Task - The expected answer comprises all lines from the entries that contain the string "woman".
_ _ _ _
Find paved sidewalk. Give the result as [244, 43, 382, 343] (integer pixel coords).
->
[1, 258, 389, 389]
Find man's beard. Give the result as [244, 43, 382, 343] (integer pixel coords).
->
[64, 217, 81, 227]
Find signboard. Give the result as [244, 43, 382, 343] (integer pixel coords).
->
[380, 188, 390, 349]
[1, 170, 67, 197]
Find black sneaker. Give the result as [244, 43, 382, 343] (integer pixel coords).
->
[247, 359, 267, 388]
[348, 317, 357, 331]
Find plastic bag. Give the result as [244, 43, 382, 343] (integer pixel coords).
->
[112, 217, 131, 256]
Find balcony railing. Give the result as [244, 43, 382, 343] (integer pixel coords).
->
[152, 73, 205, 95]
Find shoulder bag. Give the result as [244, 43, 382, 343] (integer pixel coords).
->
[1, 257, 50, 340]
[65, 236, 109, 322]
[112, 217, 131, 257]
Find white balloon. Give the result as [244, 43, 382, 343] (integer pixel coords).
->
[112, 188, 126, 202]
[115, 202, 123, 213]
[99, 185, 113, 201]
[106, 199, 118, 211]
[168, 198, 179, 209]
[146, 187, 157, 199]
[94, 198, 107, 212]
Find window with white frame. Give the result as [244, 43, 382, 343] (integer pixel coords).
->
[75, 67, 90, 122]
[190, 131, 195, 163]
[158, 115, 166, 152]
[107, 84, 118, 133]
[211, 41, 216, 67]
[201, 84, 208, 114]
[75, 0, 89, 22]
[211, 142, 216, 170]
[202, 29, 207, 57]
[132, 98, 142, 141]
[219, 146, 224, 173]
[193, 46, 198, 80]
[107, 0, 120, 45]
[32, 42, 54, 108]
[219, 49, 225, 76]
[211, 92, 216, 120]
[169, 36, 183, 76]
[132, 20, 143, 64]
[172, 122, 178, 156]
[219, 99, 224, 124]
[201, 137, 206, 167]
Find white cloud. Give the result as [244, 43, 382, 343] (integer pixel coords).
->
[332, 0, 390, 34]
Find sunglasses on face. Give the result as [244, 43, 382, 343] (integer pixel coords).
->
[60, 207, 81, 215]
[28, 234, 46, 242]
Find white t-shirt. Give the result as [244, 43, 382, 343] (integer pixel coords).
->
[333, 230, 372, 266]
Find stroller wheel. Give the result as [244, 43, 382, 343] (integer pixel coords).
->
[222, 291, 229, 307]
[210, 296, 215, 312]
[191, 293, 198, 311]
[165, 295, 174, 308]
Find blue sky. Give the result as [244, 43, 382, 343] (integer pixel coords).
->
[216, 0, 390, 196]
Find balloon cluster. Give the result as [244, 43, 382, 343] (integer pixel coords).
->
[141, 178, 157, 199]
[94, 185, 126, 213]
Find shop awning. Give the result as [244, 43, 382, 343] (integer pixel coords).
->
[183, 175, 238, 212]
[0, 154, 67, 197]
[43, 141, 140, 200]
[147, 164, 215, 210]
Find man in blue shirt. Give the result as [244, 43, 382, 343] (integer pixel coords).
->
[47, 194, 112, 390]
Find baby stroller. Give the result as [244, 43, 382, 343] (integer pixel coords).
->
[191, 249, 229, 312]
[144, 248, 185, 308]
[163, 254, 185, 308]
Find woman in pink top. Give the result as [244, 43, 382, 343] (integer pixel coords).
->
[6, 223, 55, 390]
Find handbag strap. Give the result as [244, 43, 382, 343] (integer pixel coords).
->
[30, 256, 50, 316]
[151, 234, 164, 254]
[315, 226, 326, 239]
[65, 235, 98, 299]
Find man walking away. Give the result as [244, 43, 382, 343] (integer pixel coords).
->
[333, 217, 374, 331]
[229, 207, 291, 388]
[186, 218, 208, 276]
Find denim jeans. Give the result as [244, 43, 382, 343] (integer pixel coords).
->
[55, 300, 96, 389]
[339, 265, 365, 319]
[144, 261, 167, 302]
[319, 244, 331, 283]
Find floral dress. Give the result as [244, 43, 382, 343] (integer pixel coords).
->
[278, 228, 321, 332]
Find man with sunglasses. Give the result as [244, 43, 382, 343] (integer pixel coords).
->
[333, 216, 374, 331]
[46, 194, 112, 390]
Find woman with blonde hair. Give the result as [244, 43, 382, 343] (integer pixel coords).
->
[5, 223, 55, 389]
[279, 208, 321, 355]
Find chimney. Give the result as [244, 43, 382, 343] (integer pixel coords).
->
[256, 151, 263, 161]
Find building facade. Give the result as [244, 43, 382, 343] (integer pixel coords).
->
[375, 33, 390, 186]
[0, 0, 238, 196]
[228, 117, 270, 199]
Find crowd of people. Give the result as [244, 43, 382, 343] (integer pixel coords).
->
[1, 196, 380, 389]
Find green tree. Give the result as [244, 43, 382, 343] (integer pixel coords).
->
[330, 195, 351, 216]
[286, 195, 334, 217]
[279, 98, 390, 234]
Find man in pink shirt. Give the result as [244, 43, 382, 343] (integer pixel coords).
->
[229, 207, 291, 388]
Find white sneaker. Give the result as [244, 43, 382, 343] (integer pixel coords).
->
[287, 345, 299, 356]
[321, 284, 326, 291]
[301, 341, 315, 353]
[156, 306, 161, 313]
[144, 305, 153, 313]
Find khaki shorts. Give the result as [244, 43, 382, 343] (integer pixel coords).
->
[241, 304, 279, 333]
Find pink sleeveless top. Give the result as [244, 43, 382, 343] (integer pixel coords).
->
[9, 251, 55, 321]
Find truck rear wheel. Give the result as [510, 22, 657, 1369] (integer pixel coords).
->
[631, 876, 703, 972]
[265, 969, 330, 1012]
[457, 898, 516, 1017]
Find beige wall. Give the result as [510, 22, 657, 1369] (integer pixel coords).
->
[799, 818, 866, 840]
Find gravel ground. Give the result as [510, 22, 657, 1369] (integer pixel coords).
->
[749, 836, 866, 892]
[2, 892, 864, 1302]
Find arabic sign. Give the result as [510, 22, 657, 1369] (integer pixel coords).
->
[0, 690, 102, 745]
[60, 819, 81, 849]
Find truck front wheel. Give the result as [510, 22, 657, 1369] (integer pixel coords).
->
_ _ _ _
Reply to the task -
Find woman in pink top. Give the result as [244, 43, 382, 343] (integer pixel coords).
Find woman with blonde hair. Give the result as [244, 43, 382, 343] (integer pixel coords).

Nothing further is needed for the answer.